▸ Exercises to complete
**1.** In the passage about Ayyā Medhānandī Bhikkhunī, reproduce word for word the portion starting at "In 1988, at" and ending at "at Amaravati, UK.".
**2.** Pick up the account of Ayyā Medhānandī Bhikkhunī after its final sentence and continue it.

▸ Text provided
.....
Ayyā Medhānandī Bhikkhunī, is the founder and guiding teacher of Sati Sārāņīya Hermitage, a Canadian forest monastery for women in the Theravāda tradition. The daughter of Eastern European refugees who emigrated to Montreal after World War II, she began a spiritual quest in childhood that led her to India, Burma, England, New Zealand, Malaysia, Taiwan, and finally, back to Canada.
In 1988, at the Yangon Mahasi retreat centre in Burma, Ayyā requested ordination as a bhikkhunī from her teacher, the Venerable Sayādaw U Pandita Mahāthera. This was not yet possible for Theravāda Buddhist women. Instead, Sayādaw granted her ordination as a 10 precept nun on condition that she take her vows for life. Thus began her monastic training in the Burmese tradition. When the borders were closed to foreigners by a military coup, in 1990 Sayādaw blessed her to join the Ajahn Chah Thai Forest Saņgha at Amaravati, UK.
.....
▸ Extracted material
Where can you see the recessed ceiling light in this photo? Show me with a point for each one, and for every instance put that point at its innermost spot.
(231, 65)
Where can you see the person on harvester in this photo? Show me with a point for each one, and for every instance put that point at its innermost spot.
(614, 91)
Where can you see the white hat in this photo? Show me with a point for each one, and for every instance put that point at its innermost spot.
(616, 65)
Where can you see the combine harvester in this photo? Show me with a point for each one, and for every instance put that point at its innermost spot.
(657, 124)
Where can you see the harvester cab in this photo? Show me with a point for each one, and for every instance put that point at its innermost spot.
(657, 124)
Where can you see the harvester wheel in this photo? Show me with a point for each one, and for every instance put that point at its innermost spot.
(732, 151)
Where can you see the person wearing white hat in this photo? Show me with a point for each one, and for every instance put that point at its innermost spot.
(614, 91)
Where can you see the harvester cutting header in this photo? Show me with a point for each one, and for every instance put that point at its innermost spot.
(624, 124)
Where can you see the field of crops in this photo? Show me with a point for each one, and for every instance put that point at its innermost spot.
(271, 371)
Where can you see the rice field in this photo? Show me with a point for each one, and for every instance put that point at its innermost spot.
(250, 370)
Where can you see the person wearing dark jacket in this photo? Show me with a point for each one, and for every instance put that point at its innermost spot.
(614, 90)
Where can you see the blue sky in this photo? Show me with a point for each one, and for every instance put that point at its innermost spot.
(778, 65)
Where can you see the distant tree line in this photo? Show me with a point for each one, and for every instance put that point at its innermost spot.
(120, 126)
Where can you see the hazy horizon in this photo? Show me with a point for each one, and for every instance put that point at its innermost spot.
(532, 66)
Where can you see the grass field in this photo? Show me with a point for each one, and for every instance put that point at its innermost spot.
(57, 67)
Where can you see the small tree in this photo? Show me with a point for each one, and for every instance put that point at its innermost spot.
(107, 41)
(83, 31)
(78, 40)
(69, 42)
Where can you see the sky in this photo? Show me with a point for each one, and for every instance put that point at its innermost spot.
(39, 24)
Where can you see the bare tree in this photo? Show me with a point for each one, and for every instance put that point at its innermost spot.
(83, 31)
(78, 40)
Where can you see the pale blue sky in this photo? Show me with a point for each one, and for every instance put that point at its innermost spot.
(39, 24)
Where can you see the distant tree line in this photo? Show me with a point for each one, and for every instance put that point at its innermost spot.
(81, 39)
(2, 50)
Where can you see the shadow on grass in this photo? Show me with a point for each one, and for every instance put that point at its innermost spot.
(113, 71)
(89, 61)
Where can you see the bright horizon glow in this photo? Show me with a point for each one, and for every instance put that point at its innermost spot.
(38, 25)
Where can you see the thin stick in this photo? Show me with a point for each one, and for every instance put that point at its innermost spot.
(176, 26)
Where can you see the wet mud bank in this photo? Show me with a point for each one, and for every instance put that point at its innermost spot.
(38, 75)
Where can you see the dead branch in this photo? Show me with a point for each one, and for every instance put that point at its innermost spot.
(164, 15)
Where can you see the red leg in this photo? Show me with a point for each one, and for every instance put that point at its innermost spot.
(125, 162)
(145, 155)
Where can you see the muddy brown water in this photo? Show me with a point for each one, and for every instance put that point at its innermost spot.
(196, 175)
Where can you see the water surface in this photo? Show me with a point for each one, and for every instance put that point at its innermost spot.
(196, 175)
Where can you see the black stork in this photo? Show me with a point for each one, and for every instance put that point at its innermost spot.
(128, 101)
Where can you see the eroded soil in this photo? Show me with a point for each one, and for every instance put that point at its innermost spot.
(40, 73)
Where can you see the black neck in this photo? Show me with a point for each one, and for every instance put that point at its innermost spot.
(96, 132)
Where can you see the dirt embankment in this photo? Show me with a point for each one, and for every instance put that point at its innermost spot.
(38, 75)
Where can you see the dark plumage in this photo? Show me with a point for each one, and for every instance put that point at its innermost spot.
.....
▸ Outputs by task
**1.**
In 1988, at the Yangon Mahasi retreat centre in Burma, Ayyā requested ordination as a bhikkhunī from her teacher, the Venerable Sayādaw U Pandita Mahāthera. This was not yet possible for Theravāda Buddhist women. Instead, Sayādaw granted her ordination as a 10 precept nun on condition that she take her vows for life. Thus began her monastic training in the Burmese tradition. When the borders were closed to foreigners by a military coup, in 1990 Sayādaw blessed her to join the Ajahn Chah Thai Forest Saņgha at Amaravati, UK.

**2.**
After ten years in their siladhāra community, Ayyā felt called to more seclusion and solitude in New Zealand and SE Asia. In 2007, having waited nearly 20 years, she received bhikkhunī ordination at Ling Quan Chan Monastery in Keelung, Taiwan and returned to her native Canada in 2008, on invitation from the Ottawa Buddhist Society and Toronto Theravāda Buddhist Community, to establish Sati Sārāņīya Hermitage.
We can bear witness to each others’ suffering by recognizing genuine spiritual friends or kalyānamitta who share our values and our desire for awakening. Spiritual friends can help us identify our individual pitfalls and support our letting go of these obstacles. It is a joy to share the Dhamma together.
How can we avoid the pitfalls that Mara sets for us on the path? Develop Sati (mindfulness) to act as a gatekeeper that can recognize the earliest signs of delusion, ill will, and greed. At the same time, cultivate paññā, wisdom and sharp discernment to protect against unskillful speech, conduct, and intention or thought. These foundational practices will be both refuge and rescue from the snares of Mara!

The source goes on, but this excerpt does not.